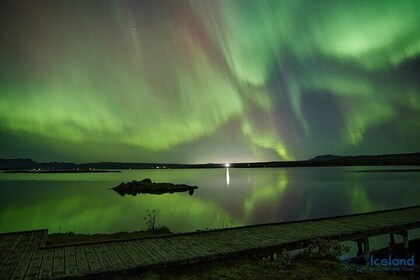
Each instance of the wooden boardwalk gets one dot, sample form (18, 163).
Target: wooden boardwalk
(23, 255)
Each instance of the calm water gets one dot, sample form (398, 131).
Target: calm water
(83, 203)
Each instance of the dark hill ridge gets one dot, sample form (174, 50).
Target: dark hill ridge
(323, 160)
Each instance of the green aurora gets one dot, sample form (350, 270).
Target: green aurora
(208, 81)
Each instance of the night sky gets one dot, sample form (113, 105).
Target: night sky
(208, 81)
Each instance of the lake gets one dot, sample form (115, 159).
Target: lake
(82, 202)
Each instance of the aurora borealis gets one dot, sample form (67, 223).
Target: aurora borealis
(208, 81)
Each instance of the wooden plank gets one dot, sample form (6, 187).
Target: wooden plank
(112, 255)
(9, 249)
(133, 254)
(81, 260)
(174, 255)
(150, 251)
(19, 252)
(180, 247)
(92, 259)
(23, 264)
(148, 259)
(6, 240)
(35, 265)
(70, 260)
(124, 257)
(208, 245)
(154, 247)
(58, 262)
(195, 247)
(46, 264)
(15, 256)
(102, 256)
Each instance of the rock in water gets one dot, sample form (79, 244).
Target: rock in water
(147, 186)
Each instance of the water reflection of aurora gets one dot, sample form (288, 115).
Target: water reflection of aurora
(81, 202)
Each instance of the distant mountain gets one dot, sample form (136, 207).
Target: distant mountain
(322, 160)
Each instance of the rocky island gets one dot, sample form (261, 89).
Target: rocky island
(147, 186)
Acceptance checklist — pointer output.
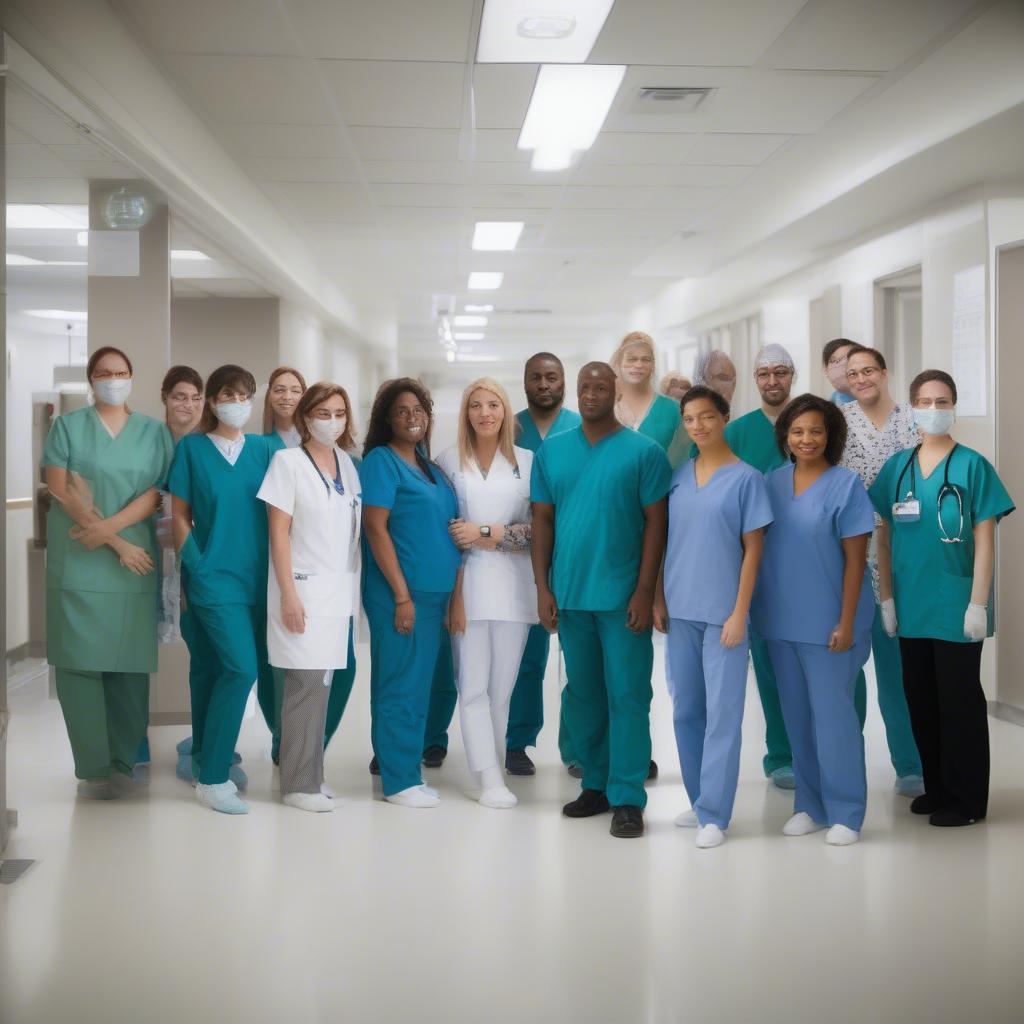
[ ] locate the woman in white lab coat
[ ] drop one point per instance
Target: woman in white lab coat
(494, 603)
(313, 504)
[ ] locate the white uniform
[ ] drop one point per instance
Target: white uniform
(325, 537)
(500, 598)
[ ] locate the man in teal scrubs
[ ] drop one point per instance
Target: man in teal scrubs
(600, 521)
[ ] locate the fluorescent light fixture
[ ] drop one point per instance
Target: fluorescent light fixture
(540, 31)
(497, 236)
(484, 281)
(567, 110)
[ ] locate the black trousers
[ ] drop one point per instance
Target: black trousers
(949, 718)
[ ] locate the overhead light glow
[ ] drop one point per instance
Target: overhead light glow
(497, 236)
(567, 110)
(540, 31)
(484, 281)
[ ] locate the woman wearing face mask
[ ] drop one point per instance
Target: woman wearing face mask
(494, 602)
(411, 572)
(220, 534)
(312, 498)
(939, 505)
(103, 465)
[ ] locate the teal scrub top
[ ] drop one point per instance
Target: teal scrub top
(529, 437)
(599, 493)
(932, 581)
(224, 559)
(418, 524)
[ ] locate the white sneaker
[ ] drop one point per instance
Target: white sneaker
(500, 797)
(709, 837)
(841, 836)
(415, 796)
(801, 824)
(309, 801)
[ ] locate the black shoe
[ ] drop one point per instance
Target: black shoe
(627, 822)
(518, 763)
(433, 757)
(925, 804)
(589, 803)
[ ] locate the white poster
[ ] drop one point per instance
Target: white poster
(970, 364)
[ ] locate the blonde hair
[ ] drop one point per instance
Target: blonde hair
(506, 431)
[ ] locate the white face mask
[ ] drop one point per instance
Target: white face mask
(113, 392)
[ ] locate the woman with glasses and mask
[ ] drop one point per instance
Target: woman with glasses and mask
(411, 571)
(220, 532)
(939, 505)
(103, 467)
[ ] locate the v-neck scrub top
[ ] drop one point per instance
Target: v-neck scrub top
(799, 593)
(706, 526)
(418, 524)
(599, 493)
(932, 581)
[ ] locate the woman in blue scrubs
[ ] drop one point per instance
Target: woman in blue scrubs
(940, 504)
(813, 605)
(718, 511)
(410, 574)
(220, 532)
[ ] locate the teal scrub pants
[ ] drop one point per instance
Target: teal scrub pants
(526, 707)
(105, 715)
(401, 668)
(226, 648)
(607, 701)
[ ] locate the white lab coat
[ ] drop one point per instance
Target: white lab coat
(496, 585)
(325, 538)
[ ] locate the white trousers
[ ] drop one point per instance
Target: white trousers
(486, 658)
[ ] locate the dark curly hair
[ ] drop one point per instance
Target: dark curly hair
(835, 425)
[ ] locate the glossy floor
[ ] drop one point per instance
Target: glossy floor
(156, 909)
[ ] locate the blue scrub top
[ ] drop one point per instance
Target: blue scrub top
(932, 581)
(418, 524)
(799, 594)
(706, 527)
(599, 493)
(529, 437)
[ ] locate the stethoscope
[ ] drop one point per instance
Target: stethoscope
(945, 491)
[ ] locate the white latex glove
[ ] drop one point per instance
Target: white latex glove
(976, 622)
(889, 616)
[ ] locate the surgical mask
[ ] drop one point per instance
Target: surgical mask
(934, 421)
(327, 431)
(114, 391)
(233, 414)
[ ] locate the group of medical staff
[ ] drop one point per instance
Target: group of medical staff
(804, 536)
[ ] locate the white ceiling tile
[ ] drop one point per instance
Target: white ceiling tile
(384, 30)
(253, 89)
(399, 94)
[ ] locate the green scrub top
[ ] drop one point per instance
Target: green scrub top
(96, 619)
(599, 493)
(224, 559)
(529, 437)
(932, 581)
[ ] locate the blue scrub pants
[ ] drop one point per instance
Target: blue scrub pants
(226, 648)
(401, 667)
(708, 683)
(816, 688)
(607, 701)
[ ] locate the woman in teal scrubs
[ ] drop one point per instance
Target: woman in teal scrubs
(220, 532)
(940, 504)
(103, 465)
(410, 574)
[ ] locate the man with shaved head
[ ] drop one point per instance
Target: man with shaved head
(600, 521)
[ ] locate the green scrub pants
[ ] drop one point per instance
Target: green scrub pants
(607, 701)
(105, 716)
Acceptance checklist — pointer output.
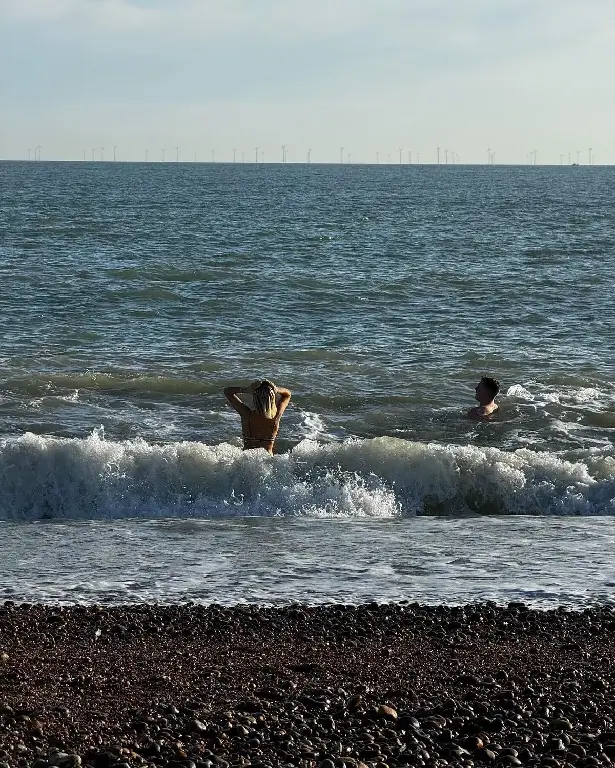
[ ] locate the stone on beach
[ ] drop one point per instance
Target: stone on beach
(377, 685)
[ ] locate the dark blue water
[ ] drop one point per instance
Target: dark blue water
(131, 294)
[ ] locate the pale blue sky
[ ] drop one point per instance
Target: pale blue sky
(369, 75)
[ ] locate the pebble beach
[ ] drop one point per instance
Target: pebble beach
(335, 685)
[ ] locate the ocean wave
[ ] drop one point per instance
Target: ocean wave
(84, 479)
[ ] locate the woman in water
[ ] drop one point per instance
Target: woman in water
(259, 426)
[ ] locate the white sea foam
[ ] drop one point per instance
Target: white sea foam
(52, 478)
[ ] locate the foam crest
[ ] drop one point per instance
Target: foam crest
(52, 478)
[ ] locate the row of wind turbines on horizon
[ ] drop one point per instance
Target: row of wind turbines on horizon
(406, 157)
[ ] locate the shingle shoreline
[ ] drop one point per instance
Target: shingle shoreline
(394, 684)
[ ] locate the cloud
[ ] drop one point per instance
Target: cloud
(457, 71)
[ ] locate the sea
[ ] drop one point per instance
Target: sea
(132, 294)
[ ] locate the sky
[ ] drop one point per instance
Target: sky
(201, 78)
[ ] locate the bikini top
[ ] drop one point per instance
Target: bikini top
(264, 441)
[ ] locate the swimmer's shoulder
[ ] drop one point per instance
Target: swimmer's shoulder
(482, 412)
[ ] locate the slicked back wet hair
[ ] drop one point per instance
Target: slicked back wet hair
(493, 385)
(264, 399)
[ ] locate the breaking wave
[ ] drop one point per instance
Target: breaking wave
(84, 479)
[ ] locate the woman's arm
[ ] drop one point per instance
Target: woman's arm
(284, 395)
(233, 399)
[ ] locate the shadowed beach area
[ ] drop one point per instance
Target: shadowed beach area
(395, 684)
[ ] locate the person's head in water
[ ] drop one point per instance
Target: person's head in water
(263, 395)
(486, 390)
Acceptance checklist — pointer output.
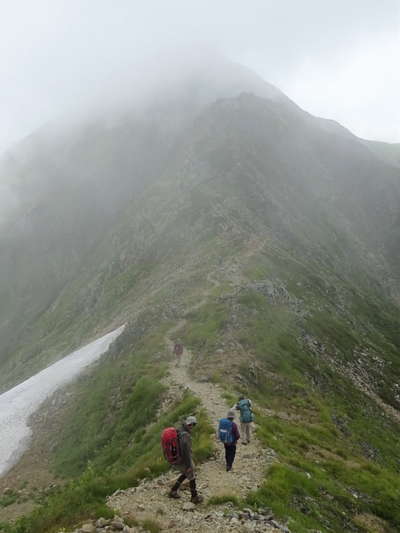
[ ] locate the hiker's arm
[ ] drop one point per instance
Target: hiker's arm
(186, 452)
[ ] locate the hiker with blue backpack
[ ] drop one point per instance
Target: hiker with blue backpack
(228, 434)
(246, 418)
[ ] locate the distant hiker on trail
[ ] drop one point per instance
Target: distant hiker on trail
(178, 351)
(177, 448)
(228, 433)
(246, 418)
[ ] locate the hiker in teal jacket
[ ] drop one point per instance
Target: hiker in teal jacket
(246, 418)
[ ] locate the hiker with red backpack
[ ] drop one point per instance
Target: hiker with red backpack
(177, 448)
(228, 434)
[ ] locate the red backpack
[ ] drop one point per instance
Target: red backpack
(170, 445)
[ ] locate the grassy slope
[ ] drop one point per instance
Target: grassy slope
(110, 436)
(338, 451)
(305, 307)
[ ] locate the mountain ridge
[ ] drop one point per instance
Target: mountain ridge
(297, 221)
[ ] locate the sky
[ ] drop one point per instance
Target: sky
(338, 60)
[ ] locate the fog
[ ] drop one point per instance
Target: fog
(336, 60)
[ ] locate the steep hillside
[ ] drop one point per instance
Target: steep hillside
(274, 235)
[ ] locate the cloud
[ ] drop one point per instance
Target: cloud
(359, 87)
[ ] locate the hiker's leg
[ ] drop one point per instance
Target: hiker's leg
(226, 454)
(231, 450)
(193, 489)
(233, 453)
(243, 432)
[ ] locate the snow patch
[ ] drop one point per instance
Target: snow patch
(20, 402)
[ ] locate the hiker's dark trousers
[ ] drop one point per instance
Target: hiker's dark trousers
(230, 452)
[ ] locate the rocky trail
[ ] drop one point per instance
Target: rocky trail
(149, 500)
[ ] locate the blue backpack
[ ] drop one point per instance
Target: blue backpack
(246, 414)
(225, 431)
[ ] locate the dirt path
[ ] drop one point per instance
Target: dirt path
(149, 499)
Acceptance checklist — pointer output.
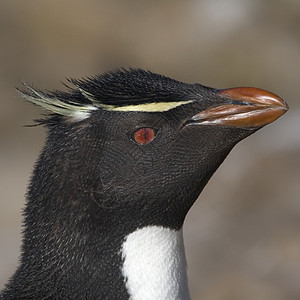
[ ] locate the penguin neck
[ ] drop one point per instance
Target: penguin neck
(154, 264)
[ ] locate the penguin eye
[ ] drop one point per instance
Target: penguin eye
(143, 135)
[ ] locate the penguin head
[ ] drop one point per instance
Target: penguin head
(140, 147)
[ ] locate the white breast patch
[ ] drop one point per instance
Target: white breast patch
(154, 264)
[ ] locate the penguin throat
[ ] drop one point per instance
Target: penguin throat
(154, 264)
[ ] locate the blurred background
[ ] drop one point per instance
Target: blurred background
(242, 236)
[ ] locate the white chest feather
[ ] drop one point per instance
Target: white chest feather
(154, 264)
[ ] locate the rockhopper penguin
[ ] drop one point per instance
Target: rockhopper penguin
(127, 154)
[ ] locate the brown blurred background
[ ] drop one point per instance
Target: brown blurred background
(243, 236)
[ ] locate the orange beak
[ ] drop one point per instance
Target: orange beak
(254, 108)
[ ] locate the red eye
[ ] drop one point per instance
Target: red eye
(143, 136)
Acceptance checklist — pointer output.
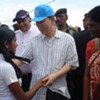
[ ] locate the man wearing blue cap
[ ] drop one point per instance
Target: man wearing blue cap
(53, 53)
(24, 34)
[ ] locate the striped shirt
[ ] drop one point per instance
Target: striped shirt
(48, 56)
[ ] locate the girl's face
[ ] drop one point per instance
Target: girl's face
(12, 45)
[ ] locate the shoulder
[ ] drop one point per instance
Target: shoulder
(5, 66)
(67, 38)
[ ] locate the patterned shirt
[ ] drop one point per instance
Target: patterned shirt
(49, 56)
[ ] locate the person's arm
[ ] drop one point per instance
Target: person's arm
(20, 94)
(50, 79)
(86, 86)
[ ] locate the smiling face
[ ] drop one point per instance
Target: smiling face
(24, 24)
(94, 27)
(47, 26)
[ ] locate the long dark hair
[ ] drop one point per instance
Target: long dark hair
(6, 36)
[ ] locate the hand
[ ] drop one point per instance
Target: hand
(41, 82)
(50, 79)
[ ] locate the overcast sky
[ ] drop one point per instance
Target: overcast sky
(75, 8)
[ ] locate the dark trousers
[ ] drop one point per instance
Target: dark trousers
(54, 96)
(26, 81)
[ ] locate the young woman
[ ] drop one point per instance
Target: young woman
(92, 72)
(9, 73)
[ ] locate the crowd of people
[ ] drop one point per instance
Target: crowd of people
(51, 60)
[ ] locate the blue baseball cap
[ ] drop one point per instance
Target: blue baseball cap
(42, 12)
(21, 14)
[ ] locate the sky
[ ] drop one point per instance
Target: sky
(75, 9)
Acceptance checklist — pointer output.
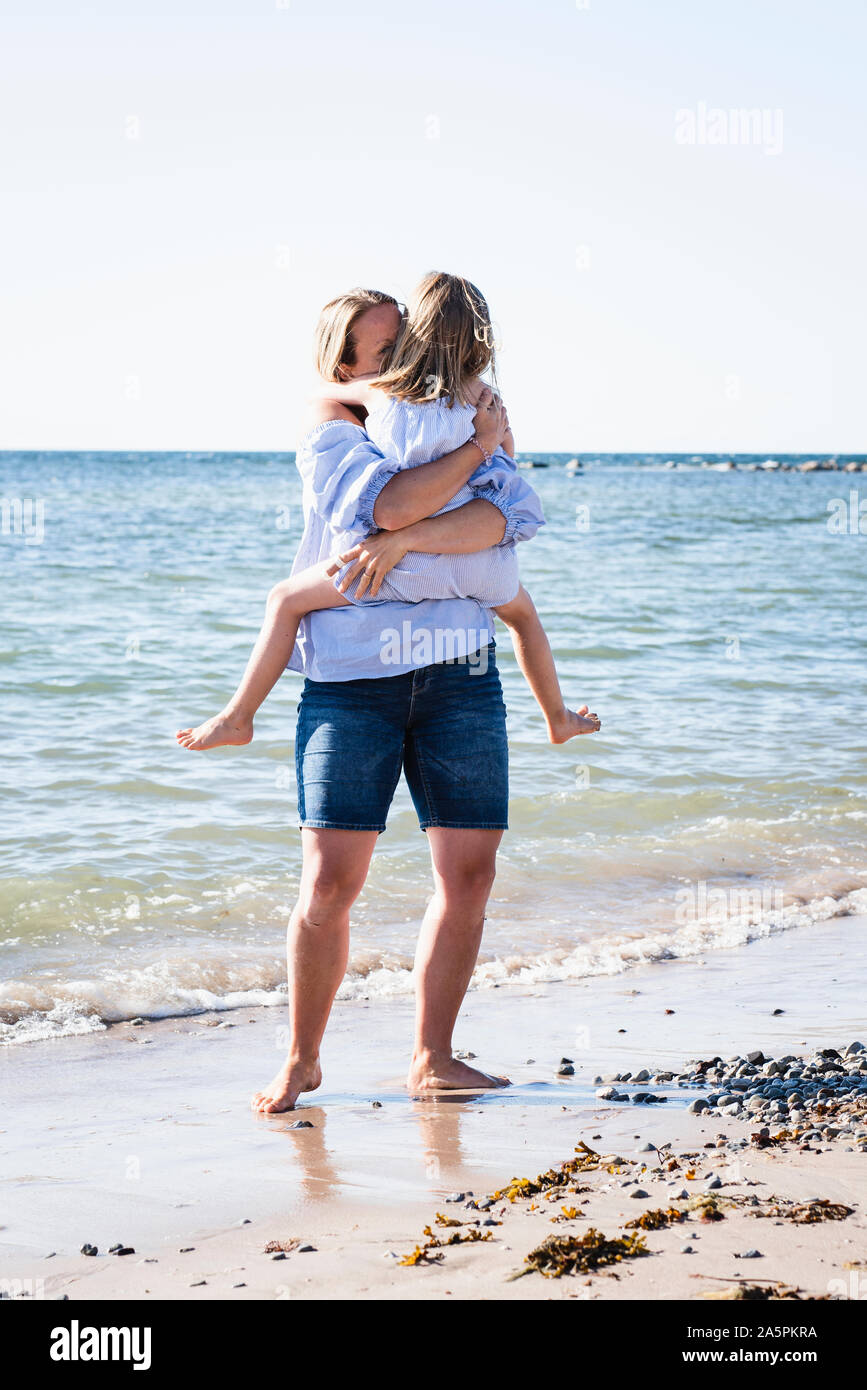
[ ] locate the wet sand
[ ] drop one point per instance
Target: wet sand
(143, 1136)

==================================================

» Required task
Give back, word for word, every line from the one holding "[ ] locate the rockhopper penguin" through the last line of the listing. Pictures are excluded.

» Task output
[ ] locate the rockhopper penguin
[ ] drop one point per instance
Target: rockhopper penguin
(127, 154)
[ ] locate the brown blurred background
[ ] drop one point per instance
Target: brown blurred background
(243, 236)
[ ] locate the orange beak
[ ] drop one point per instance
Target: orange beak
(254, 108)
[ ] locate the red eye
[ ] drop one point per instance
Target: red eye
(143, 136)
Acceptance checklist — pointer output.
[ ] locate the man wearing blue cap
[ ] drop one point per instance
Target: man wearing blue cap
(53, 53)
(24, 34)
[ ] locate the striped shirt
[ ] drop one point per instance
Target: striped shirt
(48, 56)
[ ] locate the girl's face
[ ] drop one point per instance
Target: girl's face
(12, 45)
[ ] locate the shoulder
[ ] drop one point per instance
Target: shoulder
(5, 66)
(67, 38)
[ ] locate the patterned shirt
[ ] drop one point per instance
Target: patterned shirt
(49, 56)
[ ] locate the person's arm
[ ] drop one point per instance
Target: person's arm
(20, 94)
(50, 79)
(86, 86)
[ ] locate the smiling face
[ ] drop one point per instance
Target: smiling face
(24, 24)
(94, 27)
(47, 26)
[ ] locate the long dark hair
[ ] drop one point per instance
Target: long dark hair
(6, 36)
[ ] locate the hand
[ ] drop one point per instance
Target: hand
(41, 82)
(50, 79)
[ ] locate the overcast sky
[ ] drop one point per instance
Target: overcast sky
(75, 8)
[ ] locate the dark trousers
[ ] drop one point per instance
Target: dark trousers
(54, 96)
(26, 81)
[ ] locate the young woman
[ ] drop one point per instance
Target: young woman
(92, 72)
(9, 73)
[ ] locate the crowd of people
[ ] drop one point per instance
Target: crowd of people
(51, 60)
[ ] locate the blue baseball cap
[ ] drop one point per instance
Target: blue baseball cap
(42, 12)
(21, 14)
[ ] locate the sky
[ ] drop one point per instance
Target: sky
(75, 9)
Acceptance checklist — pointer output.
[ ] locate the wet sand
[ ] drop one point per instance
Target: wet sand
(143, 1136)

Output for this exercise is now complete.